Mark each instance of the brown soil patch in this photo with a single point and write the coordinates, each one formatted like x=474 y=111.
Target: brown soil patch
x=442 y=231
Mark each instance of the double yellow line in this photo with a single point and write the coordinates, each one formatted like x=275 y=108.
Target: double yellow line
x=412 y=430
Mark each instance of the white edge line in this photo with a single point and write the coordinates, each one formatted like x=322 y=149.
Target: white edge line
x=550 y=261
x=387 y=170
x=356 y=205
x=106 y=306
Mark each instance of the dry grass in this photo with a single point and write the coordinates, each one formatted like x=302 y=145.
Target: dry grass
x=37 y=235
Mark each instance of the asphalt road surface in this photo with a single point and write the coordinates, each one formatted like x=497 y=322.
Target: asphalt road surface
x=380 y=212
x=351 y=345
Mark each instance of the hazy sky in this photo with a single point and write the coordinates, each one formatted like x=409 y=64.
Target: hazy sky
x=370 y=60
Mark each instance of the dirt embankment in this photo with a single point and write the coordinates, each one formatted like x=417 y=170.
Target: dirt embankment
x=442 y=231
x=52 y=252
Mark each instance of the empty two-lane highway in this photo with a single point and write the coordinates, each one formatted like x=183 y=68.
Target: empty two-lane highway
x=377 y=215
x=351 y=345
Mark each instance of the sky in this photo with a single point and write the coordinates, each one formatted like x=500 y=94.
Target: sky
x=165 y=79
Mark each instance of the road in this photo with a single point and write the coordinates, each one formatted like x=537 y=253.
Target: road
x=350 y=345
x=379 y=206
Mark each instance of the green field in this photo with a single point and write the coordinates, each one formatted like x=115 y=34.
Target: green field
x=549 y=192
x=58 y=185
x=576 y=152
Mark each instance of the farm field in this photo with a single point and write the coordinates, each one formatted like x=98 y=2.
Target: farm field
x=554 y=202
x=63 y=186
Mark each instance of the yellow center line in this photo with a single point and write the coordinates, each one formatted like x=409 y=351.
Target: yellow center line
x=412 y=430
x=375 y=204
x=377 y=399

...

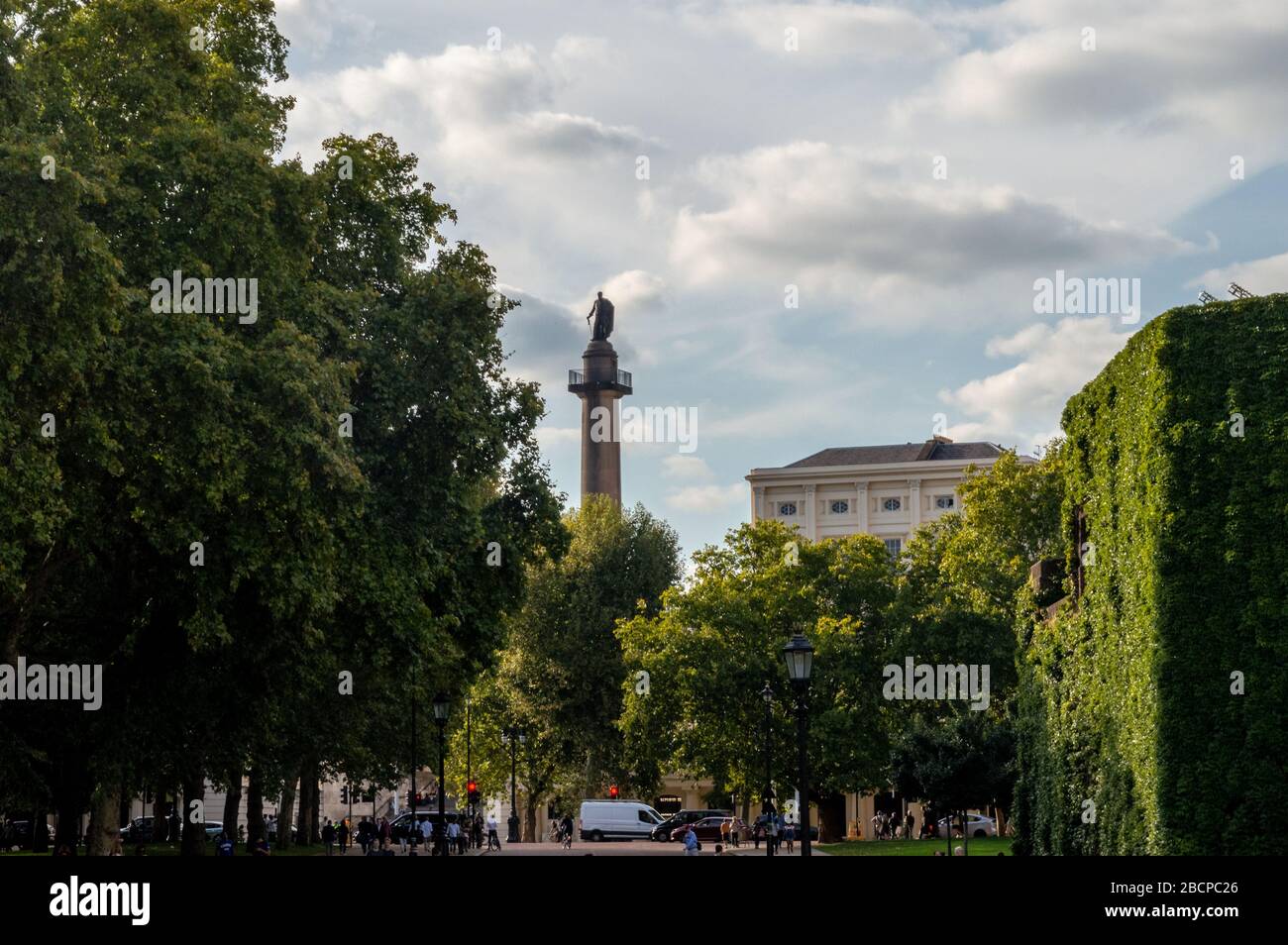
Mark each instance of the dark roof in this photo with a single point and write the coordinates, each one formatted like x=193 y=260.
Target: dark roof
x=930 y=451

==

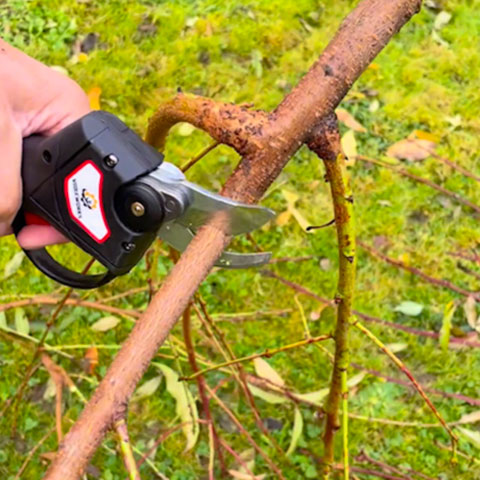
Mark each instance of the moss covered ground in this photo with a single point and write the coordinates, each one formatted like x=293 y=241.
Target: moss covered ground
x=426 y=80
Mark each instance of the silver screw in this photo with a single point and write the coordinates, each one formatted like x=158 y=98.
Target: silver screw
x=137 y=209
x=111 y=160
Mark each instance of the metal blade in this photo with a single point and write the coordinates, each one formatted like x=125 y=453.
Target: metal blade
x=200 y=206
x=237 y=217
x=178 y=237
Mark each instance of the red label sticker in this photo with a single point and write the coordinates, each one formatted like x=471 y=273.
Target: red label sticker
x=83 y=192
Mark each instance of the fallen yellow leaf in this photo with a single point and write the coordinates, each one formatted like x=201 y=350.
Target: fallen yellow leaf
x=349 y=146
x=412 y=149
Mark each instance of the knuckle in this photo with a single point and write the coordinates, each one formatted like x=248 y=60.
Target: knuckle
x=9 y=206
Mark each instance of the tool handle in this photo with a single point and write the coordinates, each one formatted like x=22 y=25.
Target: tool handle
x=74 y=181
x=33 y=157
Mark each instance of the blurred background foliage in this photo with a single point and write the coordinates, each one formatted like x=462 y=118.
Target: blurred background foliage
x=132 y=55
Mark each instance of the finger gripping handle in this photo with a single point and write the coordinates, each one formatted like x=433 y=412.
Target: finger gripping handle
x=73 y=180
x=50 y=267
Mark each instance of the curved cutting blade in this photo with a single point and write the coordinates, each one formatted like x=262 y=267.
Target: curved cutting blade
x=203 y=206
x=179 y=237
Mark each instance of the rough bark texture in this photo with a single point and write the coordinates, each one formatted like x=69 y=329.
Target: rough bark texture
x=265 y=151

**Short task**
Copy the listing lines word for word, starting at the line that contains "Mark each instance of the tool" and ending at the line that contains "x=265 y=151", with both of those lines included.

**Answer below**
Mark each instance of the tool handle in this photo with a single point and write the coordinates, each one formatted like x=22 y=25.
Target: tool handle
x=74 y=181
x=33 y=157
Mark each instance of the blurred background foliage in this photo with a single point and write the coordinates, each one formatted like x=462 y=118.
Target: blurred background foliage
x=132 y=55
Mark each instance of the finger gripping handle in this photo with a single point and write the coordinates, each one formatted like x=433 y=412.
Target: finger gripping handle
x=73 y=180
x=50 y=267
Mark each instance of the curved cutting blade in this photo with a single point and write the coordinates, each one formatted like x=262 y=267.
Target: curved cutting blade
x=203 y=206
x=179 y=237
Mark each instance of the rough bark texture in this photo with a single point and write the coordinates, each one formatted like x=69 y=329.
Target: rough bark texture
x=265 y=151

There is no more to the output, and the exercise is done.